## BEGIN

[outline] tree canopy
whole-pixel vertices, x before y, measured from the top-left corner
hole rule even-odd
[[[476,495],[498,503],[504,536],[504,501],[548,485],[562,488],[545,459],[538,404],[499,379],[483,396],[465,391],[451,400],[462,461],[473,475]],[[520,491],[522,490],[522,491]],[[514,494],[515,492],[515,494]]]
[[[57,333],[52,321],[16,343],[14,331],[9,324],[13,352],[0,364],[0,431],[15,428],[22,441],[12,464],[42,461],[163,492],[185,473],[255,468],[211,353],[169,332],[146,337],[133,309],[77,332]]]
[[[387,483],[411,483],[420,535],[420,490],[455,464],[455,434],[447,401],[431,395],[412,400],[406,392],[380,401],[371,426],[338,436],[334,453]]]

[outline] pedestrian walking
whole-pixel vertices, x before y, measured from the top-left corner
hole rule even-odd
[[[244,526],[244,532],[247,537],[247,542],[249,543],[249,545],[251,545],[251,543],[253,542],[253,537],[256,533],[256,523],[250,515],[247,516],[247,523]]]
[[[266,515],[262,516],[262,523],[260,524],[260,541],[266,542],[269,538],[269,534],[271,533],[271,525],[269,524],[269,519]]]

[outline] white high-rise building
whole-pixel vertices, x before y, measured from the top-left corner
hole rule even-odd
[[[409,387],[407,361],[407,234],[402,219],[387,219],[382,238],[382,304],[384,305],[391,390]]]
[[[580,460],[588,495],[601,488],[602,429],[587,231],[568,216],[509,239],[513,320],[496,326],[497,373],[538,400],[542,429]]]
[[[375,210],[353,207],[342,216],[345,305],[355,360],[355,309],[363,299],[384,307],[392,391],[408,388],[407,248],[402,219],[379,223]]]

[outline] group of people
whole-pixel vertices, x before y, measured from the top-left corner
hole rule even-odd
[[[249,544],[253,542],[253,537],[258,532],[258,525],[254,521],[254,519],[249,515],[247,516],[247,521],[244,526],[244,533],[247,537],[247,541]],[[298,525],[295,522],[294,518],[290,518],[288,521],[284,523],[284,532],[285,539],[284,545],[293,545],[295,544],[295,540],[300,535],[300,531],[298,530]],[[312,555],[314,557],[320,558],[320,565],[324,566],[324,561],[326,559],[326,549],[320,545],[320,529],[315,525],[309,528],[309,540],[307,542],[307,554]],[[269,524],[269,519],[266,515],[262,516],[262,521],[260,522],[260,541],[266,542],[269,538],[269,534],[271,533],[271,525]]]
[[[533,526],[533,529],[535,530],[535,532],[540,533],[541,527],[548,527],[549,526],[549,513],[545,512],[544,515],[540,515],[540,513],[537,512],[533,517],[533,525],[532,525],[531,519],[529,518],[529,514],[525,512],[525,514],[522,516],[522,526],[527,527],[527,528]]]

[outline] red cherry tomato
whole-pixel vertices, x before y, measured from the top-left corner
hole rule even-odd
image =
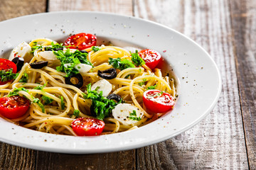
[[[174,97],[159,90],[148,90],[143,94],[143,103],[154,113],[164,113],[174,106]]]
[[[13,73],[17,72],[17,67],[14,62],[7,60],[7,59],[0,59],[0,70],[9,70],[13,69]],[[11,81],[11,80],[8,80],[5,81],[1,81],[0,78],[0,85],[6,84],[7,82]]]
[[[101,134],[105,123],[95,118],[79,118],[72,122],[71,126],[78,136],[95,136]]]
[[[14,96],[0,98],[0,114],[14,119],[23,115],[28,110],[30,101],[24,97]]]
[[[145,61],[146,65],[151,69],[153,69],[156,67],[161,59],[161,55],[159,52],[153,50],[143,50],[138,53],[139,55]]]
[[[65,45],[71,45],[68,47],[82,50],[92,46],[95,46],[96,41],[97,38],[92,34],[78,33],[68,38],[65,41]]]

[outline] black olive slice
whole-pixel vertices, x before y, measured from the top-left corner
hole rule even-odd
[[[41,61],[41,62],[32,62],[29,64],[33,69],[41,69],[43,67],[46,67],[48,65],[48,62],[47,61]]]
[[[75,80],[75,79],[77,79],[78,80],[78,83],[77,84],[73,84],[72,81],[72,79],[74,79],[74,80]],[[68,77],[65,77],[65,83],[67,84],[70,84],[72,86],[74,86],[78,89],[81,88],[83,84],[83,79],[82,76],[80,74],[73,74],[70,76]]]
[[[122,101],[121,96],[116,94],[110,94],[109,96],[107,96],[107,98],[110,99],[110,100],[113,99],[117,102],[119,102],[120,101]]]
[[[17,72],[21,71],[22,67],[24,64],[24,59],[23,57],[14,57],[11,62],[14,62],[17,66]]]
[[[97,75],[105,79],[112,79],[117,77],[117,70],[114,68],[103,71],[98,70]]]
[[[88,54],[88,52],[86,50],[80,50],[80,52],[82,53],[87,53]]]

## END

TASK TO COMPLETE> Retype, without any picture, exactly the lines from the one with "[outline] red cherry tomato" through the end of the entries, inclusive.

SOLUTION FOR THIS TASK>
[outline] red cherry tomato
whole-pixel vertices, x before y, measured from the top-left corner
hole rule even-odd
image =
[[[174,97],[159,90],[148,90],[143,94],[143,103],[154,113],[164,113],[174,106]]]
[[[13,73],[17,72],[17,67],[14,62],[7,60],[7,59],[0,59],[0,70],[9,70],[13,69]],[[11,81],[11,80],[8,80],[5,81],[1,81],[0,78],[0,85],[6,84],[7,82]]]
[[[101,134],[105,123],[95,118],[79,118],[72,122],[71,126],[78,136],[95,136]]]
[[[14,96],[0,98],[0,114],[14,119],[23,115],[28,110],[30,101],[24,97]]]
[[[145,61],[146,65],[151,69],[153,69],[156,67],[161,59],[161,55],[159,52],[153,50],[143,50],[138,53],[139,55]]]
[[[65,45],[71,45],[68,47],[82,50],[92,46],[95,46],[96,41],[97,38],[92,34],[78,33],[68,38],[65,41]]]

[outline] black olive slice
whole-pixel vertices, x before y, measured from the top-left corner
hole rule even-odd
[[[41,61],[41,62],[32,62],[29,64],[33,69],[41,69],[43,67],[46,67],[48,65],[48,62],[47,61]]]
[[[75,80],[75,79],[77,79],[78,80],[78,83],[77,84],[73,84],[72,81],[72,79],[74,79],[74,80]],[[68,77],[65,77],[65,83],[67,84],[70,84],[72,86],[74,86],[78,89],[81,88],[83,84],[83,79],[82,76],[80,74],[73,74],[70,76]]]
[[[122,101],[121,96],[116,94],[110,94],[109,96],[107,96],[107,98],[110,99],[110,100],[113,99],[117,102],[119,102],[120,101]]]
[[[17,72],[21,71],[22,67],[24,64],[24,59],[23,57],[14,57],[11,62],[14,62],[17,66]]]
[[[97,75],[105,79],[112,79],[117,77],[117,70],[114,68],[103,71],[98,70]]]
[[[88,54],[88,52],[86,50],[80,50],[80,52],[82,53],[87,53]]]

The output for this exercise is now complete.